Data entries

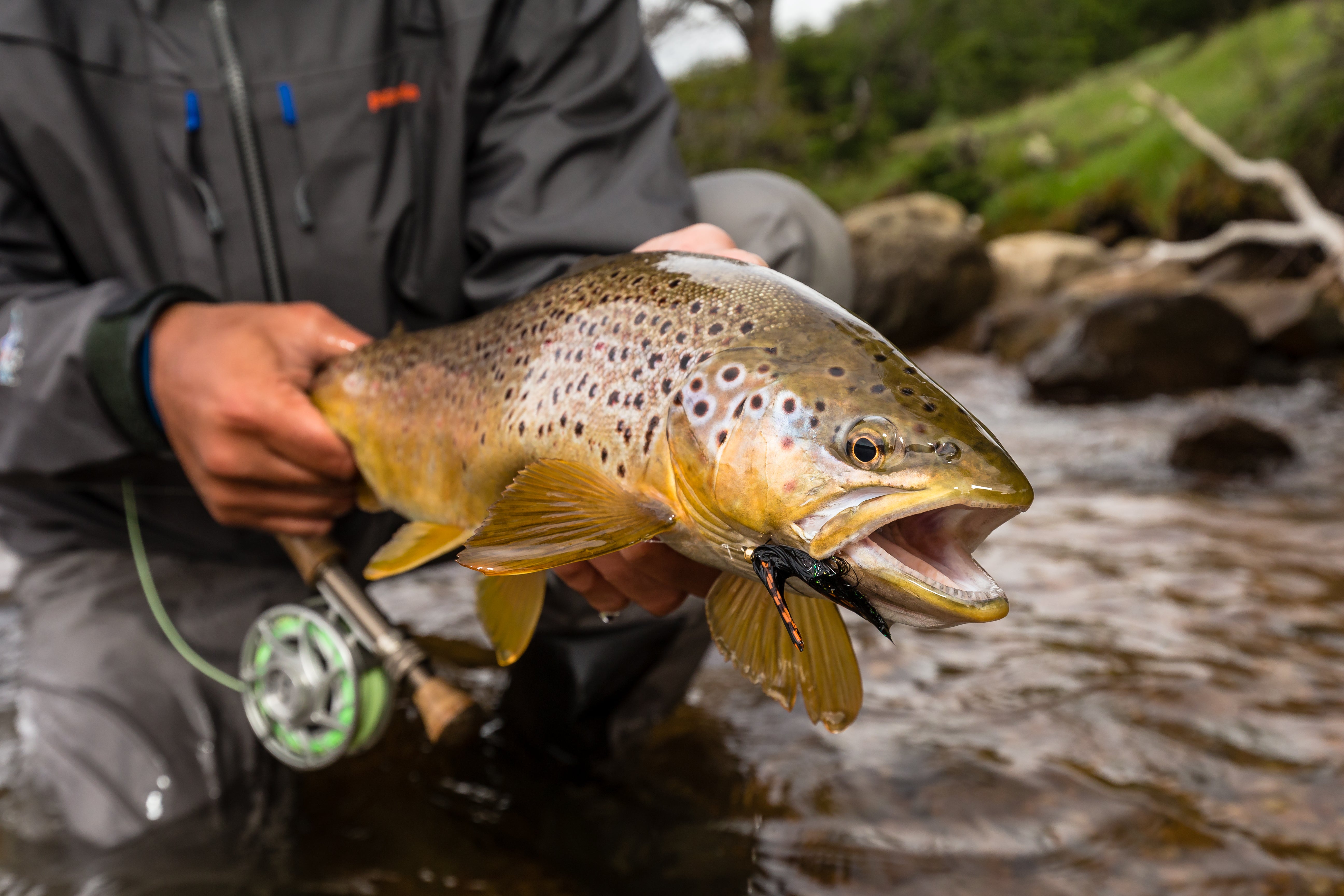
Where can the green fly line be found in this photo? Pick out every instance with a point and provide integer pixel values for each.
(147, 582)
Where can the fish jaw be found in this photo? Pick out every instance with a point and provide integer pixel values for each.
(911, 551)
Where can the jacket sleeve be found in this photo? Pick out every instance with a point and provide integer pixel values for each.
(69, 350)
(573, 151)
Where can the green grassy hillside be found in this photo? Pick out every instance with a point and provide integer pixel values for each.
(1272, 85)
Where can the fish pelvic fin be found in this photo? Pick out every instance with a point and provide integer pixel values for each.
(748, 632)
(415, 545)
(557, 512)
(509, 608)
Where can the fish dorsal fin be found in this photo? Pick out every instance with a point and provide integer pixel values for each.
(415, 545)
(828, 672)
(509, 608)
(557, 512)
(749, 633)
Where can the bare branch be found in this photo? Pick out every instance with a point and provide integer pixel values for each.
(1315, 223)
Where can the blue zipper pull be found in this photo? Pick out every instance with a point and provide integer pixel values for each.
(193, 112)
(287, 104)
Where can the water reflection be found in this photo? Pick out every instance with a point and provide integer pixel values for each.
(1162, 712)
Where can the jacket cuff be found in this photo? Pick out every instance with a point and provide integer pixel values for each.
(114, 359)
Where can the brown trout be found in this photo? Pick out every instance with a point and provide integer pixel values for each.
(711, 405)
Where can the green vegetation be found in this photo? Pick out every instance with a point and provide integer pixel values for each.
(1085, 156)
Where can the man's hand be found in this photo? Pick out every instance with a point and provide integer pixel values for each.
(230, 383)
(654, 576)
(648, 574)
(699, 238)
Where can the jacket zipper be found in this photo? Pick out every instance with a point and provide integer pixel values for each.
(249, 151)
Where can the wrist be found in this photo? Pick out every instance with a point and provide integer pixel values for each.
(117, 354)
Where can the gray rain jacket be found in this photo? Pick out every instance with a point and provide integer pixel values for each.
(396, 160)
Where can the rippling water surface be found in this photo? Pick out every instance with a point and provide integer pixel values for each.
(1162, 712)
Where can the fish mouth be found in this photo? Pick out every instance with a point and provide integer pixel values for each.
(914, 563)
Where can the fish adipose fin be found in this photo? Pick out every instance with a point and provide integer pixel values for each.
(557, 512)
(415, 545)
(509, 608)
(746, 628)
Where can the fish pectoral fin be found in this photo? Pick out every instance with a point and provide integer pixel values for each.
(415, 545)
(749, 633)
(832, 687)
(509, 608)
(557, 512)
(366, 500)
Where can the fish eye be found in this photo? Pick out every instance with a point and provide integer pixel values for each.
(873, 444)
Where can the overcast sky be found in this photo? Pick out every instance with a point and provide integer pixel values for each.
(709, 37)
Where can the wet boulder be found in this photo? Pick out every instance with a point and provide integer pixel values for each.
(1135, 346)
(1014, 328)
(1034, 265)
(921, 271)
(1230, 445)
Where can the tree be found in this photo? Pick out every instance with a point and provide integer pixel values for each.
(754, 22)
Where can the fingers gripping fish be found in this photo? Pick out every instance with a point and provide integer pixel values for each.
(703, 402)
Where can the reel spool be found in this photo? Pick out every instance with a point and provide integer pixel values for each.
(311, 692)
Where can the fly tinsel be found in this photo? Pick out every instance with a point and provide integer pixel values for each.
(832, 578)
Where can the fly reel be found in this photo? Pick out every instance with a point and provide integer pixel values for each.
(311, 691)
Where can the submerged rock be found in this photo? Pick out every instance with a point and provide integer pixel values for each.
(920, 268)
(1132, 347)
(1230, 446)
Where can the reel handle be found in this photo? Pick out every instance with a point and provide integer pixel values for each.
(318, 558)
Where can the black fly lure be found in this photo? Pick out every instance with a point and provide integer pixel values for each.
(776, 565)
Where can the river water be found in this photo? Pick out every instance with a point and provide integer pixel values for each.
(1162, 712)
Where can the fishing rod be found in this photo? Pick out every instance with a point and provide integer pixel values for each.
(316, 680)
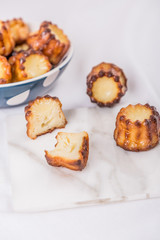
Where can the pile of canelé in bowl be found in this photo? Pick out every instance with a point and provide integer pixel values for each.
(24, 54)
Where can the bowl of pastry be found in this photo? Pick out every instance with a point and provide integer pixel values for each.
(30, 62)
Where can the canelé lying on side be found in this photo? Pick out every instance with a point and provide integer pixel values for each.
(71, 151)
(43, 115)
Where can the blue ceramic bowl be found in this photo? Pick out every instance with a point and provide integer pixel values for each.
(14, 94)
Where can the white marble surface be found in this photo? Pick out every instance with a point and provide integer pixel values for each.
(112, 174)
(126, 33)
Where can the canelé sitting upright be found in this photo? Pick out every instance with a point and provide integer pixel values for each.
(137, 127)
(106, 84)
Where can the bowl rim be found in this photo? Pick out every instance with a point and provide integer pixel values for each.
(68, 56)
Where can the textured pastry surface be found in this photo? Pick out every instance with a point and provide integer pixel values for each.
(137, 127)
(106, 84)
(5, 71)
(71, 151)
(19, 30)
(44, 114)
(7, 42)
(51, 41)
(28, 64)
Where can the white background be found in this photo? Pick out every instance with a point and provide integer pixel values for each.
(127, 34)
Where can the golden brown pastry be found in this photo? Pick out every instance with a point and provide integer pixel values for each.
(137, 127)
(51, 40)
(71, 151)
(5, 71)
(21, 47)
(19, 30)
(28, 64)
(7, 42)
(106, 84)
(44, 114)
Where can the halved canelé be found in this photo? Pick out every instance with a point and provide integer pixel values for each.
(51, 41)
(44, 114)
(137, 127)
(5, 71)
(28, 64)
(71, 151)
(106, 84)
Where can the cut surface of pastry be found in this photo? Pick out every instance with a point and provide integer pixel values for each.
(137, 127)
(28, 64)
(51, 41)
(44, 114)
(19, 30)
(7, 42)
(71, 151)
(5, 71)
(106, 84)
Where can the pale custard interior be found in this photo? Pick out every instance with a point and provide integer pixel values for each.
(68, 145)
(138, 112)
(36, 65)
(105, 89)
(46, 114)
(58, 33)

* [The exercise]: Output the entries above exactly, without their pictures.

* [Solution]:
Where can the green fly line be found in this photo? Pick out every instance with a point and provide integer pixel values for each.
(147, 582)
Where can the fish jaw be found in this photo? Pick out every instance with a point and provide integer pixel values for each.
(911, 551)
Where can the jacket sleeve be found in this photo? Pick out every instance with a point and provide integer pixel values for each.
(69, 350)
(573, 151)
Where can the green grassy hillside be found in this photo? Pick out every instance with a point and provide integer pixel values for each.
(1272, 85)
Where can the fish pelvic fin be found in this photo? Pick out every instance with a point and provide integer pixel values for each.
(748, 632)
(415, 545)
(557, 512)
(509, 608)
Where can the fish dorsal fin be found in this photo? Pick out every instance with a point and provide integer pixel values for each.
(415, 545)
(828, 672)
(509, 608)
(557, 512)
(749, 633)
Where can the bare branch be found in this photo? Pick out every instance with a point and provide integer pixel values for each.
(1315, 223)
Where can the blue zipper pull be found in this photo? Pick out every instance with a point and provide integer pixel values for each.
(193, 112)
(287, 104)
Where can the water reflection be found in this photo? Pick out every instance with a point and provide integer pixel values for each.
(1162, 712)
Where can the jacket cuff be found in this photo? Pick out every instance with a point and provide integer pixel values for each.
(114, 359)
Where can the brown trout be found in this photo? Pick out every instance with a point and provide integer pixel values for each.
(711, 405)
Where can the green vegetation be found in this photo? Pick out every instance with a point and provide integer pixel values for each.
(1085, 156)
Where can the man's hand be found in this photo? Pick out every instance with a point and provide integer pixel values for each.
(230, 383)
(654, 576)
(648, 574)
(699, 238)
Where can the jacket zipper be found in this photo? Pick out every instance with a point and provide integer pixel values for each.
(249, 151)
Where can the wrist be found in this photo? Pick out every instance with a point and provide integer pixel values for each.
(117, 354)
Where can the gray rain jacket be found in this photo? Pick out every instance with a point and provide integer pixel values for each.
(396, 160)
Where can the rippling water surface be found in this photo? Pick out every instance with a point and provide integer pixel values for each.
(1162, 712)
Where can the fish mouth be found in this photo? Pick out every instance with a point and provide integer pixel values for each.
(914, 563)
Where can the fish adipose fin be found in this photo? Pick out every instance with a point and provide integer pixel values for each.
(557, 512)
(415, 545)
(509, 608)
(746, 628)
Where can the fish pectoral fin be found in this photo? Pick out every instance with a point and provide integer pixel values for each.
(415, 545)
(749, 633)
(832, 687)
(509, 608)
(557, 512)
(366, 500)
Where can the fish eye be found in this photo? Pick out every instance with a point and provide integer pixel values for each.
(873, 444)
Where can the overcast sky be found in this photo? Pick out every instance with a point and provide integer pixel values for each.
(709, 37)
Where can the wet boulder be found in this photo? Pick out every instance with a point and provide integer pixel values for each.
(1135, 346)
(1014, 328)
(1034, 265)
(921, 271)
(1230, 445)
Where can the tree be found in this photo? Pick out every instance with a point and provide integer pixel values for each.
(754, 22)
Where can the fingers gripping fish be found in this photo? Pick out every instance with a point and provide integer pixel values for each.
(703, 402)
Where can the reel spool be found in this photo? Pick out every instance with a point and provide integer pixel values for each.
(311, 692)
Where can the fly tinsel be found in this photo? Pick out every instance with a point and provide integer pixel values for each.
(832, 578)
Where can the fly reel be found in this photo? Pick out every instance with a point and provide integer pixel values for each.
(311, 691)
Where can the submerged rock be found in this photo? Pick out every instance with a point and provide integer pixel values for each.
(920, 268)
(1132, 347)
(1230, 446)
Where can the reel handle be found in this photo? Pick out every instance with a point and provide integer pixel values for each.
(318, 558)
Where can the black fly lure be found in this photo? Pick out every instance with a point and provide integer pixel values for each.
(776, 565)
Where can the river water be found in this photo? Pick out every instance with a point and provide integer pixel values for each.
(1162, 712)
Where can the fishing rod be found in this photo? Pick out every instance with a point and provide integer pixel values for each.
(316, 680)
Where can the pile of canelé in bowl be found in this photo? Pick out every instance with a point and provide integer pixel values for each.
(24, 54)
Where can the bowl of pastry be found in this photo? Pick out every instance with a point and provide integer pixel values for each.
(30, 62)
Where can the canelé lying on side be found in this photo? Pick out every instance with a point and provide integer pixel values for each.
(71, 151)
(43, 115)
Where can the blue ceramic bowl be found in this photo? Pick out every instance with a point and provide integer pixel values for each.
(14, 94)
Where can the white marble surface be found in this photo? Pick out every instance with a point and provide integer pixel values for each.
(112, 174)
(126, 33)
Where can the canelé sitting upright be found in this photo? Pick out every instance with a point and provide integer pixel values for each.
(137, 127)
(106, 84)
Where can the bowl rim be found in this photo? Pick out every instance with a point and provide integer pixel values for each.
(68, 56)
Where can the textured pastry surface be found in this photo? Pick out every instance with a point and provide integer pixel values for each.
(137, 127)
(106, 84)
(5, 71)
(71, 151)
(19, 30)
(44, 114)
(7, 42)
(51, 41)
(28, 64)
Where can the white background be found in this photo? Pick out every instance with a point and provide integer pixel values for each.
(127, 34)
Where can the golden brown pastry be found in this photo? Pick out every instance with a point and provide integer pixel values for each.
(137, 127)
(51, 40)
(71, 151)
(5, 71)
(21, 47)
(19, 30)
(28, 64)
(7, 42)
(106, 84)
(44, 114)
Where can the halved canelé be found in this photo? Pick out every instance with a point and provide integer pixel values for each.
(51, 41)
(44, 114)
(137, 127)
(5, 71)
(28, 64)
(71, 151)
(106, 84)
Where can the cut surface of pastry be found in this photo? Pick out every instance with a point and provide integer pixel values for each.
(137, 127)
(28, 64)
(51, 41)
(44, 114)
(19, 30)
(7, 42)
(71, 151)
(5, 71)
(106, 84)
Where can the pale custard interior be found in this photo? Pick out every instance with a point and provide integer pixel values for each.
(68, 145)
(138, 112)
(36, 65)
(105, 89)
(46, 114)
(58, 33)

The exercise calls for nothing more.